EXERCISE AIM:
No line before the one containing "227], [712, 119]]]" is to be output; retype exactly that line and all lines that follow it to the end of the records.

_ _ _ _ _ _ _

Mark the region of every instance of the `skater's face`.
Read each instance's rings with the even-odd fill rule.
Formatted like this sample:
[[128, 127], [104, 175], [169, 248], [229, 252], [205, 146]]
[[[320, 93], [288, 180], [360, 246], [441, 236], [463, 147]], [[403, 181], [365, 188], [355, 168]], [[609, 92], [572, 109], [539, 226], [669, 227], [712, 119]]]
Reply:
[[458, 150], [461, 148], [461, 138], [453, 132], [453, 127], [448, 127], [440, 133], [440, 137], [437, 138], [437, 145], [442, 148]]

_ _ _ _ _ _ _

WRITTEN SOLUTION:
[[[320, 93], [288, 180], [360, 246], [441, 236], [463, 147]], [[403, 181], [365, 188], [355, 168]], [[609, 92], [572, 109], [539, 226], [669, 227], [712, 119]]]
Reply:
[[458, 150], [461, 148], [461, 138], [453, 132], [453, 127], [448, 127], [440, 133], [440, 137], [437, 138], [437, 145], [442, 148]]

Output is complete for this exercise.